# EXERCISES
1/ In the Evolution 2009 blog post, whose lab is John McCormack a post-doc in?
2/ For each statement below, say whether the Evolution 2009 blog post agrees with it, and quote the deciding words: (a) The writer heard about the talk on snail-eating snakes on the same day it was given. (b) The writer left Richerson's talk to attend McCormack's talk. (c) The writer did a thesis project on social learning and culture in the 1990's.
3/ Please write the next part of the Evolution 2009 blog post, picking up after its final sentence.

Friday, June 19, 2009

My Evolution 2009 Highlights Saturday

Well, time to write this up before it gets too stale. First, what I missed: I heard about the talk on snakes that are specialized snail predators, but not until the next day. It has been covered elsewhere (e.g., Denim and Tweed) , so enough said.

I spent Saturday morning jumping around - caught David Wilson's opening talk and part of Peter Richerson's talk on gene culture evolution in the EvoS symposium. As someone doing a thesis project on social learning and culture in the 1990's the Boyd and Richerson book was required reading, so I wanted to hear what Richerson had to say. Sadly, he seemed to still equate culture with information passed by social learning, a view that the mainstream passed by a while ago. Social learning is an important component of culture, but is certainly not sufficient, either for chimpanzees or scrub-jays to be considered cultural creatures. Speaking of scrub-jays, I left the Richerson talk to catch the Aphelocoma divergence and speciation talk by John McCormack, a post-doc in Lacey Knowles lab. The only talk I remember from the later Phylogenetic methods section was the SATe talk, maybe because Jiaye Yu, in the Holder lab, has spent some time recently with it, even though he wasn't involved in this particular talk.

# RECORDED INFORMATION

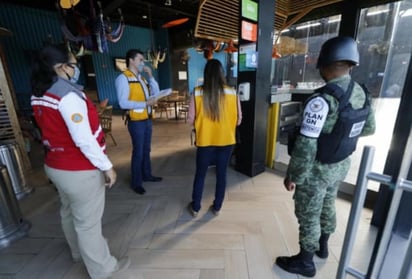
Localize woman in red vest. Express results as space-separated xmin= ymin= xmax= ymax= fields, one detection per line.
xmin=31 ymin=46 xmax=130 ymax=278
xmin=188 ymin=59 xmax=242 ymax=217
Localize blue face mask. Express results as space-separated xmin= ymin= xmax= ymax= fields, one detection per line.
xmin=70 ymin=66 xmax=80 ymax=83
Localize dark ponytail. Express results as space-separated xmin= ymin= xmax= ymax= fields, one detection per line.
xmin=31 ymin=45 xmax=69 ymax=97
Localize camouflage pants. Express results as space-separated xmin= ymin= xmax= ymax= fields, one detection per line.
xmin=293 ymin=159 xmax=350 ymax=252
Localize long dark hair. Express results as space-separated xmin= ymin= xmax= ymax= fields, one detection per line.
xmin=31 ymin=45 xmax=70 ymax=97
xmin=203 ymin=59 xmax=226 ymax=121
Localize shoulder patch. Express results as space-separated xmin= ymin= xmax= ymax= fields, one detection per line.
xmin=71 ymin=113 xmax=83 ymax=123
xmin=300 ymin=96 xmax=329 ymax=138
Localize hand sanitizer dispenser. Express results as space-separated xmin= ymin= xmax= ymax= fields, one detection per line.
xmin=237 ymin=82 xmax=250 ymax=102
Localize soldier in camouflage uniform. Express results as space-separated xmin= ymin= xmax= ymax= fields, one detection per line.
xmin=276 ymin=37 xmax=375 ymax=277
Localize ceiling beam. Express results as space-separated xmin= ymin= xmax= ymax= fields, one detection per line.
xmin=130 ymin=0 xmax=196 ymax=18
xmin=103 ymin=0 xmax=126 ymax=15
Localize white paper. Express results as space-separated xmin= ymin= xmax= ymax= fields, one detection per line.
xmin=148 ymin=88 xmax=172 ymax=100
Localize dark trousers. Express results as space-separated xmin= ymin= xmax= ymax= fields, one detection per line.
xmin=127 ymin=119 xmax=152 ymax=189
xmin=192 ymin=145 xmax=233 ymax=211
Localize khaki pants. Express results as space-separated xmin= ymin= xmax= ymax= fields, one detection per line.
xmin=44 ymin=165 xmax=117 ymax=278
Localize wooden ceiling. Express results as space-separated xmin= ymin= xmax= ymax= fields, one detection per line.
xmin=195 ymin=0 xmax=343 ymax=41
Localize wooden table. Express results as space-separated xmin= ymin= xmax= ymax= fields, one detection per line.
xmin=159 ymin=94 xmax=186 ymax=120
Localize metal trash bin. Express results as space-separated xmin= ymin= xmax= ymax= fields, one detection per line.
xmin=0 ymin=165 xmax=31 ymax=248
xmin=0 ymin=143 xmax=33 ymax=200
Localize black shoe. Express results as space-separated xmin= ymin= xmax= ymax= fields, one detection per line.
xmin=315 ymin=233 xmax=329 ymax=259
xmin=143 ymin=176 xmax=163 ymax=182
xmin=276 ymin=251 xmax=316 ymax=277
xmin=132 ymin=187 xmax=146 ymax=195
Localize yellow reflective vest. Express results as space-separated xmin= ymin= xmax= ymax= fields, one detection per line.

# SET OF ANSWERS
1/ Lacey Knowles's lab.

2/
(a) No: "but not until the next day."
(b) Yes: "I left the Richerson talk to catch the Aphelocoma divergence and speciation talk by John McCormack"
(c) Yes: "As someone doing a thesis project on social learning and culture in the 1990's"

3/
Saturday afternoon I spent in the Diversification symposium. Since I have been involved with BiSSE, I figured I should catch up a bit on the field. Of course, the Rich Fitz-John talk at the end (not listed in the program) was the most relevant. Rich has developed an implementation of BiSSE in his R package Diversitree, which besides the likelihood approach that we implemented in Mesquite, also includes an MCMC estimator, as well as his forward simulation method for dealing with missing tree structure (in press in Syst. Biol.) Rich also has a BiSSE-like method for continuous traits from which he showed some preliminary results in his talk. Very cool stuff.

All the talks in the Diversification symposium were good, and seeing the range of approaches was useful for me. I knew something of Dan Rabosky and Mike Alfaro were up to, since I had met them at the NESCent R-hackathon in December 2007. I am gradually getting more comfortable with R, I just keep telling myself that behind all those arrays and vectors, there's a Scheme dialect, but it hasn't gelled just yet.

I talked with Rich FitzJohn after the session, mostly about optimization issues and his continuous method.